Location identification entries
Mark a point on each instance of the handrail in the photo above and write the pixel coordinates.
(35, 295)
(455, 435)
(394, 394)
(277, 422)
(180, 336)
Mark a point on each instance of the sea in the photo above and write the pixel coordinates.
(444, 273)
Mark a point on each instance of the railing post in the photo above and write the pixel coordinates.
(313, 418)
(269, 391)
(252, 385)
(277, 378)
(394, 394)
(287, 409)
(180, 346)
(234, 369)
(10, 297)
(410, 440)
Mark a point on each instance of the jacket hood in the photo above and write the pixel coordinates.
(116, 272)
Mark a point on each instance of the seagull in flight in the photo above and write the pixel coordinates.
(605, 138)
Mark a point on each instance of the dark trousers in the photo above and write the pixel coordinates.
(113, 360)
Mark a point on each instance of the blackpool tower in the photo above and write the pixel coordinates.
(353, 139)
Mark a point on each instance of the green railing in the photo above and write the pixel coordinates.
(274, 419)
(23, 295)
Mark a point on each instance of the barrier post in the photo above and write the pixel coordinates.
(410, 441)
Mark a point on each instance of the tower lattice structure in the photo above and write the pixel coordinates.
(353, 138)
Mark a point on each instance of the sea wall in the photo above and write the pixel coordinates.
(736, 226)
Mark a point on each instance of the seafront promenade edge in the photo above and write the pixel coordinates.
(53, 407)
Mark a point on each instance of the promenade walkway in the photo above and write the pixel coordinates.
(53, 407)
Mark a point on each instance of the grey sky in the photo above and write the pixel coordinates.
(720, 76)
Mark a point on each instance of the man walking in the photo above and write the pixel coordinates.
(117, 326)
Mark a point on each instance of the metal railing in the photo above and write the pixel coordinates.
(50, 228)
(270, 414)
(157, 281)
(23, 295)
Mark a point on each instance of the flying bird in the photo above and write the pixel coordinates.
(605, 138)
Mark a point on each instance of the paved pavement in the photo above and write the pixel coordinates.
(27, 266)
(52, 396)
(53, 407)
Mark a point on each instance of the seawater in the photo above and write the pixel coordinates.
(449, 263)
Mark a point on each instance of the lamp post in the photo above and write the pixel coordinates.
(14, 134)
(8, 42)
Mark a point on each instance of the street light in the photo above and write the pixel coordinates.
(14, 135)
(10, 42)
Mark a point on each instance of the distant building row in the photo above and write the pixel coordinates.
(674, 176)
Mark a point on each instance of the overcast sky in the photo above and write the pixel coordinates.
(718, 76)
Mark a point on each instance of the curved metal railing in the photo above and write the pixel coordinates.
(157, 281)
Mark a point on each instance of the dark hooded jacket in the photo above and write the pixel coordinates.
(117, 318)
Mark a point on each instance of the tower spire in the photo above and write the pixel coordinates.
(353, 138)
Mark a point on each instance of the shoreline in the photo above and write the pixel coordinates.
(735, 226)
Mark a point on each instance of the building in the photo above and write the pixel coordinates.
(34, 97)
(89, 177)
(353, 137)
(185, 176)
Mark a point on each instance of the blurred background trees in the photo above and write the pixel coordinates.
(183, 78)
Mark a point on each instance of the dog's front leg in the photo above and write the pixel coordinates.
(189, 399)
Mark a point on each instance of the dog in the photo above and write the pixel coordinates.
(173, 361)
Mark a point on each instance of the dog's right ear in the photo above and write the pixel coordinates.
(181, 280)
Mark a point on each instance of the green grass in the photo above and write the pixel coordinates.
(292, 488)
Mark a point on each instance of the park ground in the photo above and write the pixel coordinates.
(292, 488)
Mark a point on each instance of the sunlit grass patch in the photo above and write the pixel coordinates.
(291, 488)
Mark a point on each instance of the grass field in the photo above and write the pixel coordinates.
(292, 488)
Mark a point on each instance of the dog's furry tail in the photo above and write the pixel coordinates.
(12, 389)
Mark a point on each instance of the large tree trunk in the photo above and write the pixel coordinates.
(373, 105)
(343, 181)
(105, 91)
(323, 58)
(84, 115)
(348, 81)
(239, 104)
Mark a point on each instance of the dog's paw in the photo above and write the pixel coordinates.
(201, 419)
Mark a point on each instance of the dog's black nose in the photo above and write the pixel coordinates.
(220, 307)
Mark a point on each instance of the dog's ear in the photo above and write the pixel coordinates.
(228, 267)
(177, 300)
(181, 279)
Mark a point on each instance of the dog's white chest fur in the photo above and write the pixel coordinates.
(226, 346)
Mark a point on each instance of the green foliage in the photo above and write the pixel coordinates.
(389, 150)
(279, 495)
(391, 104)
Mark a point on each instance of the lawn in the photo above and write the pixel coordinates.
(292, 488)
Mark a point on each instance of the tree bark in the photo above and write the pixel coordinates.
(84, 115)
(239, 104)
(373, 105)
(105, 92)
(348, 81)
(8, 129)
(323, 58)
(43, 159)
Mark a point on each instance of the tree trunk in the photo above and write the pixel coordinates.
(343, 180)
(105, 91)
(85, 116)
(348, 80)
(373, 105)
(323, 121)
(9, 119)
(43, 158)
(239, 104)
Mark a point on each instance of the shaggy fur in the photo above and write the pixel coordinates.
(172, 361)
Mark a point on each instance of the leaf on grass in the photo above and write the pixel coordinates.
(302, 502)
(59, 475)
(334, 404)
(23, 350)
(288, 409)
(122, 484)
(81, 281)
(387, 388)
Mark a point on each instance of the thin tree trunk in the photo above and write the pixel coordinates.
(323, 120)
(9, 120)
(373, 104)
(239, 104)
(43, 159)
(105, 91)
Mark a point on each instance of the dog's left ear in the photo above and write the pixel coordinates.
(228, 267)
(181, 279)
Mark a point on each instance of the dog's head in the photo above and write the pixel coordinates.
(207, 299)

§ BRIEF:
Write out every line from the records above, word for word.

§ WRITTEN SOLUTION:
Mark a point on each instance of the handrail in the photo above and write the pixel coordinates.
(35, 295)
(455, 435)
(394, 394)
(277, 422)
(180, 336)
Mark a point on each instance of the sea in the photo above and write the pixel coordinates.
(444, 273)
Mark a point on each instance of the railing post in the photo above and write the pixel coordinates.
(313, 418)
(269, 391)
(252, 385)
(277, 378)
(394, 394)
(287, 409)
(180, 346)
(234, 369)
(10, 297)
(410, 440)
Mark a point on each instance of the jacket hood in the photo above and write the pixel coordinates.
(116, 272)
Mark a point on each instance of the seagull in flight in the photo above and write the pixel coordinates.
(605, 138)
Mark a point on each instance of the dark trousers in the photo above and write the pixel coordinates.
(113, 360)
Mark a point on each instance of the blackpool tower in the photo above and write the pixel coordinates.
(353, 139)
Mark a point on each instance of the green railing in the photo above and write the pixel coordinates.
(274, 419)
(23, 295)
Mark a point on each instance of the barrier post in the photo above and write the pixel coordinates.
(410, 441)
Mark a point on each instance of the tower lattice structure in the photo above and write the pixel coordinates.
(353, 138)
Mark a point on each instance of the sea wall in the photo above and write the pixel coordinates.
(736, 226)
Mark a point on each instance of the seafront promenade edge in the photo above and write the pixel coordinates.
(53, 407)
Mark a point on each instance of the promenade walkway in the photo above and write the pixel coordinates.
(53, 407)
Mark a point on each instance of the grey sky in the photo above and write the pixel coordinates.
(720, 76)
Mark a point on each instance of the man walking in the photo above and write the pixel coordinates.
(117, 326)
Mark a point on each instance of the metal railing in the photo above and write the pixel coordinates.
(50, 228)
(270, 414)
(157, 281)
(23, 295)
Mark a point on each instance of the flying bird in the photo above and write the pixel coordinates.
(605, 138)
Mark a point on each instance of the paved pavement in the photo above and write the pixel coordinates.
(27, 266)
(52, 396)
(53, 407)
Mark a point on each instance of the seawater in the photo above and write the pixel coordinates.
(449, 263)
Mark a point on each instance of the lamp post in the photo above and write the pixel coordinates.
(14, 134)
(8, 42)
Mark a point on each instance of the street light in the photo above and write the pixel coordinates.
(14, 135)
(10, 42)
Mark a point on each instance of the distant building row in the photo above and write the pixel coordinates.
(674, 176)
Mark a point on each instance of the overcast sky in the photo above and write the pixel coordinates.
(718, 76)
Mark a point on each instance of the curved metal railing in the photo above and write the pixel coordinates.
(157, 281)
Mark a point on each instance of the dark hooded jacket in the photo above and write the pixel coordinates.
(117, 318)
Mark a point on each instance of the tower spire in the photo above and write the pixel coordinates.
(353, 138)
Mark a point on each instance of the shoreline in the photo above and write the pixel coordinates.
(735, 226)
Mark a point on each instance of the building in the photo above and write the pixel coordinates.
(34, 97)
(89, 177)
(353, 137)
(185, 176)
Mark a point on each instance of the blurred background trees in the photo above and write the pixel coordinates.
(183, 78)
Mark a point on each instance of the dog's front leg in the photo above and write the pixel coordinates.
(189, 399)
Mark a point on each instance of the dog in the photo above and write the pixel coordinates.
(173, 361)
Mark a point on each instance of the dog's right ear in the photo above and write the pixel coordinates.
(181, 280)
Mark a point on each instance of the green grass in the photo above and write the pixel coordinates.
(292, 488)
Mark a point on each instance of the park ground in the photo above and write the pixel coordinates.
(292, 488)
Mark a point on each instance of the sunlit grass patch in the photo above and write the pixel coordinates.
(291, 488)
Mark a point on each instance of the grass field in the photo above and write the pixel coordinates.
(292, 488)
Mark a point on each instance of the dog's furry tail in the photo above and write the pixel coordinates.
(12, 389)
Mark a point on each instance of the large tree trunk in the photo above and write the pixel coordinates.
(373, 105)
(343, 181)
(105, 91)
(323, 58)
(84, 115)
(348, 81)
(239, 104)
Mark a point on each instance of the dog's paw in the photo above and write the pixel coordinates.
(201, 419)
Mark a point on each instance of the dog's black nose in the photo above and write the pixel coordinates.
(220, 307)
Mark a point on each instance of the dog's ear in the photo above and write the pixel coordinates.
(228, 267)
(177, 300)
(181, 279)
Mark a point on each instance of the dog's white chest fur in the photo above and write the pixel coordinates.
(226, 346)
Mark a point on each instance of the green foliage in the photo above and write the pixel coordinates.
(389, 150)
(279, 495)
(391, 104)
Mark a point on each instance of the lawn in the photo above and write the pixel coordinates.
(292, 488)
Mark a point on each instance of the tree bark in the photo above and write the pixel coordinates.
(84, 115)
(239, 104)
(373, 105)
(105, 92)
(348, 81)
(8, 129)
(323, 58)
(43, 159)
Mark a point on each instance of the tree trunk in the photo above and write the pixel coordinates.
(343, 180)
(105, 91)
(85, 116)
(348, 80)
(373, 105)
(323, 121)
(9, 119)
(43, 158)
(239, 104)
Mark a point on each instance of the shaggy fur in the photo above and write the pixel coordinates.
(172, 361)
Mark a point on each instance of the leaf on grass in the photo above and write the pixel coordinates.
(302, 502)
(59, 475)
(334, 404)
(23, 350)
(288, 409)
(122, 484)
(81, 281)
(387, 388)
Mark a point on each instance of the thin tree trunk in the photo above and write the pixel coordinates.
(323, 120)
(9, 120)
(373, 104)
(239, 104)
(43, 159)
(105, 91)
Mark a point on each instance of the dog's left ear in the photo above and write the pixel coordinates.
(228, 267)
(181, 279)
Mark a point on each instance of the dog's head in the photo above and write the pixel coordinates.
(207, 299)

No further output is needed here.